## [Exercise requirements]
Set down the data below word for word, leaving out the pictures.

(Some data)
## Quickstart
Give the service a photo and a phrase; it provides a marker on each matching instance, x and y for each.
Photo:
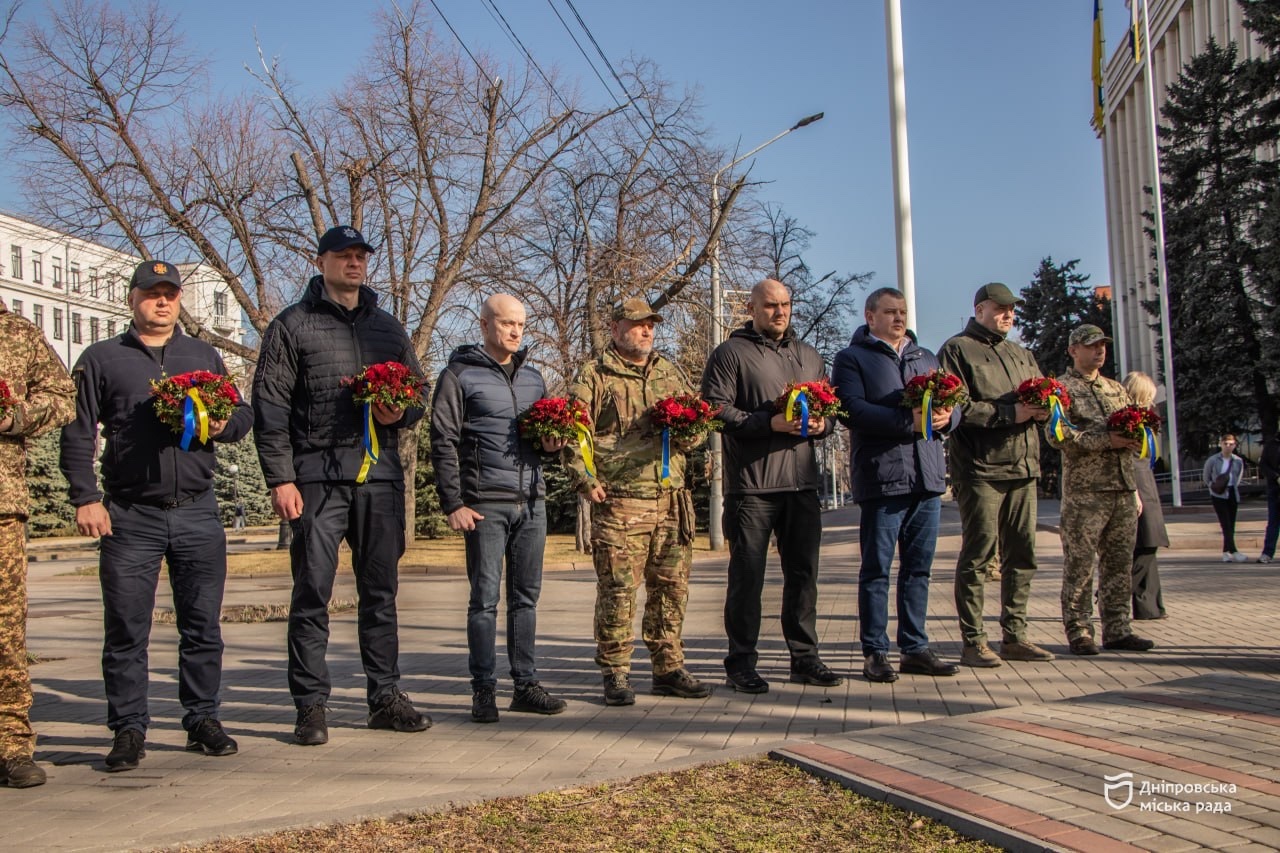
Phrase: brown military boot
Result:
(21, 772)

## [Result below]
## Quickstart
Give the service a photo and a phrase; it provides a marker on each matching instance, x and y for each.
Photo:
Phrase: brown military boot
Result:
(21, 772)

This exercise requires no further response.